Locate each line below that contains the word "black" and copy those lines.

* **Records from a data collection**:
----------------
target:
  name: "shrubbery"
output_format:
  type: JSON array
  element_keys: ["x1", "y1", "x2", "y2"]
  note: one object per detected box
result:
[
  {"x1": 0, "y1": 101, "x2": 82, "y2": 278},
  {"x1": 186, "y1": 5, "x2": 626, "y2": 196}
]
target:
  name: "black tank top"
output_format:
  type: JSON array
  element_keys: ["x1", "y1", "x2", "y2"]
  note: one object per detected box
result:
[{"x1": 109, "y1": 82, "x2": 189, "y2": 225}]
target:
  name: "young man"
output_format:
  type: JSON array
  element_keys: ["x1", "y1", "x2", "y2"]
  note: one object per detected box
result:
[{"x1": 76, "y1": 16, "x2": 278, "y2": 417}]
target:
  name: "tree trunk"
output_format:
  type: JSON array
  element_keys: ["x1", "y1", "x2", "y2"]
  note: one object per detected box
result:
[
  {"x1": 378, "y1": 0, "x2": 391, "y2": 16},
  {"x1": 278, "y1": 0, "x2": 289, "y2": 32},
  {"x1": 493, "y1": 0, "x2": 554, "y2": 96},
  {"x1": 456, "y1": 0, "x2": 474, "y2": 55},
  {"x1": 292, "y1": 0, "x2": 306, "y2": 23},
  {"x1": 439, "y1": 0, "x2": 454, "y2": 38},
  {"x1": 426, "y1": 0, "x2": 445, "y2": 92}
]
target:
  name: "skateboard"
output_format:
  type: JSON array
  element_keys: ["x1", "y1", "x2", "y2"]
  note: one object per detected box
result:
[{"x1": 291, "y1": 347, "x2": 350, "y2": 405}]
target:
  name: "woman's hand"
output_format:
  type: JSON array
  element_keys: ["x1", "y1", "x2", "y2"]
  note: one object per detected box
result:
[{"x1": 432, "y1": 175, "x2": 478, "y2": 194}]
----------------
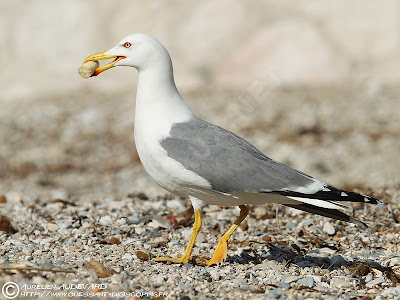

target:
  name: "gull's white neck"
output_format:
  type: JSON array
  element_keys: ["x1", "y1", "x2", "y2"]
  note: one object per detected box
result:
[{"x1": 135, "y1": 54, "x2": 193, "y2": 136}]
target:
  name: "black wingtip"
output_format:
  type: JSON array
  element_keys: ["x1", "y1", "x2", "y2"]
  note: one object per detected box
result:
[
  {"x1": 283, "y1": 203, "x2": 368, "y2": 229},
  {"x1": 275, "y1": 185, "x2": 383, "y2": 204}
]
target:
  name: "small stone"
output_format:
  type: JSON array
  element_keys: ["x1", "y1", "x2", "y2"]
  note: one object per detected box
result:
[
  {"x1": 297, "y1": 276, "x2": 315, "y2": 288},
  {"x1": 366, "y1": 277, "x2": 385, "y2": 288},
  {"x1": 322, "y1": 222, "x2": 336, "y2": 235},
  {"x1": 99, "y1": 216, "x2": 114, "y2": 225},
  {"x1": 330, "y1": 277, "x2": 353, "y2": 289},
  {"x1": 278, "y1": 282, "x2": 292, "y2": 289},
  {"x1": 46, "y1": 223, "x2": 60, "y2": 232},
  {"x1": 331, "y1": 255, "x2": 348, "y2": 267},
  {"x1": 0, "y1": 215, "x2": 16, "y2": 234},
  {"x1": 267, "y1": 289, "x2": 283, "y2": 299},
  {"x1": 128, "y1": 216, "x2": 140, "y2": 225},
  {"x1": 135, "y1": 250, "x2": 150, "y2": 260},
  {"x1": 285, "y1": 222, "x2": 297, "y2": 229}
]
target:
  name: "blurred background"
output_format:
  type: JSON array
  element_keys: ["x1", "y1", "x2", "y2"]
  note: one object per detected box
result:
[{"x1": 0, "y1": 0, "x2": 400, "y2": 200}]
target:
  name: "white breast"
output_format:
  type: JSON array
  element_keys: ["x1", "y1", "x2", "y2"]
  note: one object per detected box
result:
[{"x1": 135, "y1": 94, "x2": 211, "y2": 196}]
----------------
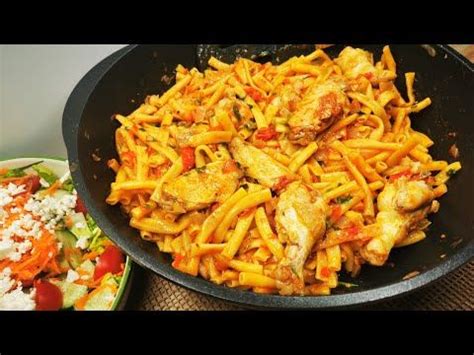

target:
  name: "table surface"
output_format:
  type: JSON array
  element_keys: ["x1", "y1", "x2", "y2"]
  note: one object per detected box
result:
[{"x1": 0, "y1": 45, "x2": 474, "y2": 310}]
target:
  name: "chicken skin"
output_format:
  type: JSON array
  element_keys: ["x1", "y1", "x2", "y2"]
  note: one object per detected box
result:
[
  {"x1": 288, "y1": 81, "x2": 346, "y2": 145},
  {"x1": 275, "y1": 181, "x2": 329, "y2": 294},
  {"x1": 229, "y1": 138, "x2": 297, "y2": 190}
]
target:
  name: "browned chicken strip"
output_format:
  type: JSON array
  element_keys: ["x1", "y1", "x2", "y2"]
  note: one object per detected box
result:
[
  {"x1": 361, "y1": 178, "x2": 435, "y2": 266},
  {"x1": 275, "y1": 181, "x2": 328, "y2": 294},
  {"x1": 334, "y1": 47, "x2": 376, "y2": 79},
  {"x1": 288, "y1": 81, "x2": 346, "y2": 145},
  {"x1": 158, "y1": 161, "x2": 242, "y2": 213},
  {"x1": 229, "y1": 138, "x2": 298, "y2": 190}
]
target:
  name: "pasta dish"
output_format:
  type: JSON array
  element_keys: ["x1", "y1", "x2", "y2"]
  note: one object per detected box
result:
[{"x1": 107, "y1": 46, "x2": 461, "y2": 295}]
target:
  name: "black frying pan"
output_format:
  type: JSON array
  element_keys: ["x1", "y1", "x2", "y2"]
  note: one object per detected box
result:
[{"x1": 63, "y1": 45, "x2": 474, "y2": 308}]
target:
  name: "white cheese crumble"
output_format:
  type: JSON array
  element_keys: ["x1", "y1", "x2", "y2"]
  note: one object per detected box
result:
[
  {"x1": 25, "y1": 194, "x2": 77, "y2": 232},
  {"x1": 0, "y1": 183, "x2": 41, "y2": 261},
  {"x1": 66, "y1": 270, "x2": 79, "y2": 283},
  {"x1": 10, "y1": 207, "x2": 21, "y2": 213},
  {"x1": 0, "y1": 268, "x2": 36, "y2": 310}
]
----------------
* **EXERCISE ANSWER**:
  name: "black tank top"
  name: "black wingtip"
  name: "black frying pan"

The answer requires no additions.